Exercise aim ->
Which of the lines below contain the string "entrance"? Copy each one.

Records provided ->

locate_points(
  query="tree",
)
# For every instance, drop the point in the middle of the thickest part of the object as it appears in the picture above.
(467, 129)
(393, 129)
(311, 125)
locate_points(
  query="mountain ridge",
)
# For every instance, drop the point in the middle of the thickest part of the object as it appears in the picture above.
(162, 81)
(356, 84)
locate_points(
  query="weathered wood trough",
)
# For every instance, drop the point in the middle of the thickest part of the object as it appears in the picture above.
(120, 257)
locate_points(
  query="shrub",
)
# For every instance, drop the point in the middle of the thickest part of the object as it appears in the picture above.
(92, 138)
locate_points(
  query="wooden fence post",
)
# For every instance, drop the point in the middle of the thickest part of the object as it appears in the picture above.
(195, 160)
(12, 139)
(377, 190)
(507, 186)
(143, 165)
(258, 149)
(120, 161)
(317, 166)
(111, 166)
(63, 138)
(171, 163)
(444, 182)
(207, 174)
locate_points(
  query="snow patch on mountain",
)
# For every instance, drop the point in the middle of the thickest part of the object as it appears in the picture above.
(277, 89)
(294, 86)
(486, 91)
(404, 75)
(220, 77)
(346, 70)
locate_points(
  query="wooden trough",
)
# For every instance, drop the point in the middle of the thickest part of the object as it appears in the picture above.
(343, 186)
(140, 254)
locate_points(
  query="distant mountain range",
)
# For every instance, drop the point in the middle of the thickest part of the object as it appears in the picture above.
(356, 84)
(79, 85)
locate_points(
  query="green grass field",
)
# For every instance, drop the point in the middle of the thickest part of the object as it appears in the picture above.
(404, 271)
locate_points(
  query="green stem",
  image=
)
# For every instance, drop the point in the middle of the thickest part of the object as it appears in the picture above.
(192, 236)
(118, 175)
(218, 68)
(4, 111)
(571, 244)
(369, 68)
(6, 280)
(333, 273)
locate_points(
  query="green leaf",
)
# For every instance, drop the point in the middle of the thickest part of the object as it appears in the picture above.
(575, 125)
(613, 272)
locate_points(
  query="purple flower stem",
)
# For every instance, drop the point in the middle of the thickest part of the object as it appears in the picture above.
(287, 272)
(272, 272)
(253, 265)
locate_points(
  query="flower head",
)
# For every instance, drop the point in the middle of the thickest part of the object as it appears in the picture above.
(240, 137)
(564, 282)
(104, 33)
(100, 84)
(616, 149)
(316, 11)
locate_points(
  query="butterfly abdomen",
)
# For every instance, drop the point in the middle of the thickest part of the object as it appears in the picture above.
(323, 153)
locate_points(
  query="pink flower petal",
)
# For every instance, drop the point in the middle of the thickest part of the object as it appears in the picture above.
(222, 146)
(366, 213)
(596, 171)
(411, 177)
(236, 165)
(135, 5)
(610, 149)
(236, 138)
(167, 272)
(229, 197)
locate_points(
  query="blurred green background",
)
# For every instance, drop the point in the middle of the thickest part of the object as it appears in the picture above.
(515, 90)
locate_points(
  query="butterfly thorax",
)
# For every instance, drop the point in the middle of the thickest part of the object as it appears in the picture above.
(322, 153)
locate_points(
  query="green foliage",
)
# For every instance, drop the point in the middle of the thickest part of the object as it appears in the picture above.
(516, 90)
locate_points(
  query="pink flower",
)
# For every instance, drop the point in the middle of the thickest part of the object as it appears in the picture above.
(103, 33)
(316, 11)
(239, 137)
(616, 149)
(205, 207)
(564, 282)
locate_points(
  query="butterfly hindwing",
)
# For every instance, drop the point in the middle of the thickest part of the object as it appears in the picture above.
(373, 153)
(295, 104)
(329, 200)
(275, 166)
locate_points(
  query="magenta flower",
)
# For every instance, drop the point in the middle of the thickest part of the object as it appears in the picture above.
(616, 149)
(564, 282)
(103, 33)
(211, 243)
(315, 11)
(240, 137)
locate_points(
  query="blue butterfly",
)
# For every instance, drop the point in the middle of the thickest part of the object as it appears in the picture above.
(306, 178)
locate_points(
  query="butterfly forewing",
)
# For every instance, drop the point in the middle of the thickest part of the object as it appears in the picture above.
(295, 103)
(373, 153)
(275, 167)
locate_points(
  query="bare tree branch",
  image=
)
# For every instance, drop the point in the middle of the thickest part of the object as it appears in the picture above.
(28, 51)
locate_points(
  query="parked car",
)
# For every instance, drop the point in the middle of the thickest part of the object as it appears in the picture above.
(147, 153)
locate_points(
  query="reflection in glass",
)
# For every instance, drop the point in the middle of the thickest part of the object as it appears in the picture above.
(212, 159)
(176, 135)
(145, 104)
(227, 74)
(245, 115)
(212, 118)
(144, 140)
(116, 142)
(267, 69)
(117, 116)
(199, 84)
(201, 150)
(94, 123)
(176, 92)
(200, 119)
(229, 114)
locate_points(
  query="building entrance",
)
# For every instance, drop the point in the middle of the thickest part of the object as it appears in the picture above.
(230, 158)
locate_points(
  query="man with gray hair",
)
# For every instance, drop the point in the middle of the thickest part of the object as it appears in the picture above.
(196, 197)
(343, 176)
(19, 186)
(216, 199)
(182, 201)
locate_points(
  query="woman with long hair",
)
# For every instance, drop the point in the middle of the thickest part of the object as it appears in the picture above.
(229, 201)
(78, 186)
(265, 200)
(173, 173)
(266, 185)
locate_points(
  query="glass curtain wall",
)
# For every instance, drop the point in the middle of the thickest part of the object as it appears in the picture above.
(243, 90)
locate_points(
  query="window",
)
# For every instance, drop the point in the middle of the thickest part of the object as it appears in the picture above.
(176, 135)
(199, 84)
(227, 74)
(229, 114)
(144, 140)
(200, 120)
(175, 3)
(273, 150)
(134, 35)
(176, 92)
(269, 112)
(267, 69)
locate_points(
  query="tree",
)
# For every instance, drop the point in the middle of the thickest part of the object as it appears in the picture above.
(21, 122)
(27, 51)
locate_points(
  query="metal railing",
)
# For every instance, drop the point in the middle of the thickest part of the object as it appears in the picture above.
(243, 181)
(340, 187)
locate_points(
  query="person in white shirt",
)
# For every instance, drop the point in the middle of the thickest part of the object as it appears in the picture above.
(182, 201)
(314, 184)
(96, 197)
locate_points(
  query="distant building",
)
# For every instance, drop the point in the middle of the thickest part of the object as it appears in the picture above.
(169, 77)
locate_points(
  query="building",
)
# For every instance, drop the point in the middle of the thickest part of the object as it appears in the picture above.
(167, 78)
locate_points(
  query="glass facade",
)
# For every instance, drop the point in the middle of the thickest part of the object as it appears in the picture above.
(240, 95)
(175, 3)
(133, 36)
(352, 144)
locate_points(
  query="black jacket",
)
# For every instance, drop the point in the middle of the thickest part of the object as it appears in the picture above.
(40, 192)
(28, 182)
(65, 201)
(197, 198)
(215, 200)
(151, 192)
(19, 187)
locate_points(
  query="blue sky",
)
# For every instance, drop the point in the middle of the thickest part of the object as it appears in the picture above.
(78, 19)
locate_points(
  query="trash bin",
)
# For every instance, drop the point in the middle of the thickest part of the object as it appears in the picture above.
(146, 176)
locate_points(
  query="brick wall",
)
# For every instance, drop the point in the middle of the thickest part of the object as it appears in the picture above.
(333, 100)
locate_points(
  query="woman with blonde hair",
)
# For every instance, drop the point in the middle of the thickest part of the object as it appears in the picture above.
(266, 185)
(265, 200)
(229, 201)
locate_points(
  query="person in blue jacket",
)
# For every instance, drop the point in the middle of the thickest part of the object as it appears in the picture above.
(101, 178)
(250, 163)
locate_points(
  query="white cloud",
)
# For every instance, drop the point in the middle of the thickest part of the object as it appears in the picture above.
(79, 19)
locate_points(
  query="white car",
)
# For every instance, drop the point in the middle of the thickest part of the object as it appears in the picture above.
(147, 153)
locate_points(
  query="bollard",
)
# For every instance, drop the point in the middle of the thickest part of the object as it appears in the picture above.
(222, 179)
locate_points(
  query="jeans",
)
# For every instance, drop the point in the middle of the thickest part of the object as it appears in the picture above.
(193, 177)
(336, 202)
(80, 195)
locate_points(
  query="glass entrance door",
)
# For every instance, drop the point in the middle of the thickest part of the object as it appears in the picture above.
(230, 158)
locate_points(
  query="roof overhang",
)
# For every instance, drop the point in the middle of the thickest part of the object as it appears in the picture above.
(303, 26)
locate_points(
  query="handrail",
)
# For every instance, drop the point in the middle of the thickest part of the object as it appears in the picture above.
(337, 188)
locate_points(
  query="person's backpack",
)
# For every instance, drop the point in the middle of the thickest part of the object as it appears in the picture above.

Problem solution ->
  query="building entrance",
  query="glass entrance door",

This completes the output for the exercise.